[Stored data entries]
* * * * * * * * *

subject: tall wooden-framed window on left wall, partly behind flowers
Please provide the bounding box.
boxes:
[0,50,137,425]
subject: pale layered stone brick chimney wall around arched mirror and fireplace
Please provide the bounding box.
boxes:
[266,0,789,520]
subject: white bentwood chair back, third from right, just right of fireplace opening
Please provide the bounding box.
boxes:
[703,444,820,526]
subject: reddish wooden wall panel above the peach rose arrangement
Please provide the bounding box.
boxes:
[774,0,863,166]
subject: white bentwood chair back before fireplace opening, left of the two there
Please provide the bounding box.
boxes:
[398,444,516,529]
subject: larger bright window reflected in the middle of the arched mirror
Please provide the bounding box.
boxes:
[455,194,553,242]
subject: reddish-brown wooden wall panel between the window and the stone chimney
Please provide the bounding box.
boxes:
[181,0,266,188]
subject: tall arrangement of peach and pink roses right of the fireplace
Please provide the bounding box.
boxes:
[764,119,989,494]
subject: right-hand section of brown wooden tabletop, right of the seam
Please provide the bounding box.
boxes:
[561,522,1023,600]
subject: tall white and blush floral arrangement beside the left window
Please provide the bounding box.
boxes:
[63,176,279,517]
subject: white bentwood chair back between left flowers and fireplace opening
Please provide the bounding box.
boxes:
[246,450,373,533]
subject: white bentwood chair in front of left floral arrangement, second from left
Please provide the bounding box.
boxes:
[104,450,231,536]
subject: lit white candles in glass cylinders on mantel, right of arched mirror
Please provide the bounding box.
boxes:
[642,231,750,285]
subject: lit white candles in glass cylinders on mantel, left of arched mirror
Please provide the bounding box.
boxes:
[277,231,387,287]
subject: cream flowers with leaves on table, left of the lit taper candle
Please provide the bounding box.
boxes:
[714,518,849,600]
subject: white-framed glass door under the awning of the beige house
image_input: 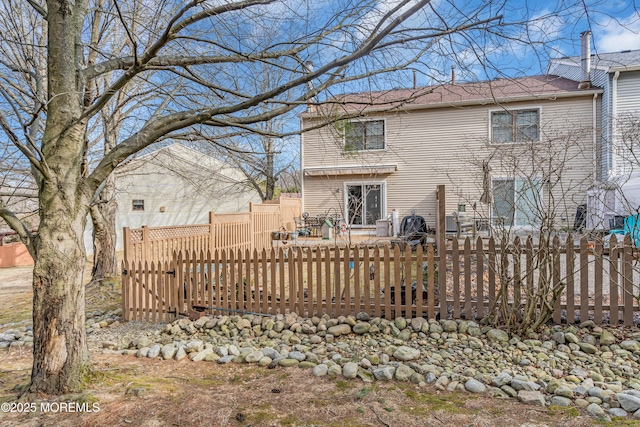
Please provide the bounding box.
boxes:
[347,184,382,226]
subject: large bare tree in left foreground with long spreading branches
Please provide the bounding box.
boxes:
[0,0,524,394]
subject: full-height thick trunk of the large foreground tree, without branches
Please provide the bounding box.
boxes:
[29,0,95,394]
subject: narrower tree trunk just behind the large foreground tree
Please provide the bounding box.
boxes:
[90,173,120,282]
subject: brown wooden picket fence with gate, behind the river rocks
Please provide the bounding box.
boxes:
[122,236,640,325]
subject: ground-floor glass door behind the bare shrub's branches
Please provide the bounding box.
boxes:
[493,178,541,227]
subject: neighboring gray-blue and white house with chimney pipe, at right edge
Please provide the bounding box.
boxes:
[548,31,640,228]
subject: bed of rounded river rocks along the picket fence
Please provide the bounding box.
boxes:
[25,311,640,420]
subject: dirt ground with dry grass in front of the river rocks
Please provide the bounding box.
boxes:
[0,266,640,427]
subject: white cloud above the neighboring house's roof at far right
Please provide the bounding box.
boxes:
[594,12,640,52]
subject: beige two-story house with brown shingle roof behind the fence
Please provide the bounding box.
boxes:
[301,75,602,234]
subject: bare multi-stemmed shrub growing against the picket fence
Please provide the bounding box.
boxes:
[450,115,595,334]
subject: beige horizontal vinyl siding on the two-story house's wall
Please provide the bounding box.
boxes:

* * * * * * * * *

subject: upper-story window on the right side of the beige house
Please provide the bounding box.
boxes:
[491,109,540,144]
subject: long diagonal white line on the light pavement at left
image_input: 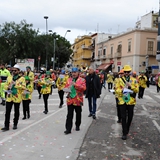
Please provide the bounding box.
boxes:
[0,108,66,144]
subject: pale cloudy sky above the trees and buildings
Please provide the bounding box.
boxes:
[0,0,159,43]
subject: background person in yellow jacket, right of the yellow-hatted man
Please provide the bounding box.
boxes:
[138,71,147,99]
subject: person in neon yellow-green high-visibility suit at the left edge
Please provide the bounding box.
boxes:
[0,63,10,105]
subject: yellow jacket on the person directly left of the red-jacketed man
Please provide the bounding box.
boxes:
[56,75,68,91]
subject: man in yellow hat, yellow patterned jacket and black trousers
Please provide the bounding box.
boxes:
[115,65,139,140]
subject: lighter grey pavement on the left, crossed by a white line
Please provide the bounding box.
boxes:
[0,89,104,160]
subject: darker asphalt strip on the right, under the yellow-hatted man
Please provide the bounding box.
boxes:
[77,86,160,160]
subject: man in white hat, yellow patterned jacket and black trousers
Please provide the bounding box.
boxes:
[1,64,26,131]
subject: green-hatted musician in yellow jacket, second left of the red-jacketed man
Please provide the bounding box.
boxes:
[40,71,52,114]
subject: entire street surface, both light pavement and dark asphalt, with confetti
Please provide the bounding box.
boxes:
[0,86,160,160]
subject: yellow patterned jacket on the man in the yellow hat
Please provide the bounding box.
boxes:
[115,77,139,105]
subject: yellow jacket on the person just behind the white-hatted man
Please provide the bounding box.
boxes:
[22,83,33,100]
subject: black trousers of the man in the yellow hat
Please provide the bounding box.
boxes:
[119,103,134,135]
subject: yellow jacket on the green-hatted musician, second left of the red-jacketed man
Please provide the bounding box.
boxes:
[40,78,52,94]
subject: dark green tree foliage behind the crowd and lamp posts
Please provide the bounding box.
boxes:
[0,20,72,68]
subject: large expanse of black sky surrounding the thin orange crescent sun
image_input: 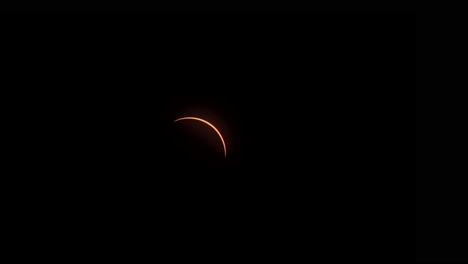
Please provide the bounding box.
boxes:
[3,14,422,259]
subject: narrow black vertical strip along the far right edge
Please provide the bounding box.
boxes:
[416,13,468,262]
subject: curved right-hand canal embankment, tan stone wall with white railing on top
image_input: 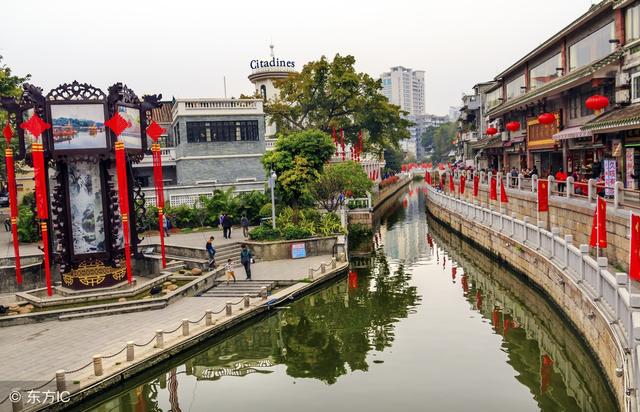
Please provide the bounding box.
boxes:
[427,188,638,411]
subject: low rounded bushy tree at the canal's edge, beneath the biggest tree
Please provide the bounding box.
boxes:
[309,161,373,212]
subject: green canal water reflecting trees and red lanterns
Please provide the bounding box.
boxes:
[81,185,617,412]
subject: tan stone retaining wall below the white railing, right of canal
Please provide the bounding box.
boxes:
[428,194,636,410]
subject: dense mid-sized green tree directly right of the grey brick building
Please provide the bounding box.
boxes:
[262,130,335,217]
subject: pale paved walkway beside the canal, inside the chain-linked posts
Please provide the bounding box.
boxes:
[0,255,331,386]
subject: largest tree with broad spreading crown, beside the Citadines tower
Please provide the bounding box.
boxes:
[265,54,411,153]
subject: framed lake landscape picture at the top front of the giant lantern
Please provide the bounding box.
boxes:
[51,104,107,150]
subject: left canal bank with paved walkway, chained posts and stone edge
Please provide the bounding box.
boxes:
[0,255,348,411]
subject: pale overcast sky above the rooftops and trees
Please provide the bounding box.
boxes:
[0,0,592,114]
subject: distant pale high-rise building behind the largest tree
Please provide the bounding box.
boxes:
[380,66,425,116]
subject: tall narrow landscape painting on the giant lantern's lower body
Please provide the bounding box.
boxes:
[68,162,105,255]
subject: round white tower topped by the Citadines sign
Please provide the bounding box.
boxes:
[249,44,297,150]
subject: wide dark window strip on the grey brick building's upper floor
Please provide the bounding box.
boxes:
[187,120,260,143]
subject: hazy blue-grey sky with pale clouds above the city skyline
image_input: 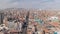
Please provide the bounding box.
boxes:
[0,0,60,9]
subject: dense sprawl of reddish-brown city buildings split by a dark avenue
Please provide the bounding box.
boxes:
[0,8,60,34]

* * * * * * * * *

Wherever a line of the data above contains "city", copy that line.

- SOLUTION TO THIS TASK -
subject: hazy blue-grey sky with pale clouds above the city skyline
subject: dense sprawl of reddish-brown city buildings split by a dark avenue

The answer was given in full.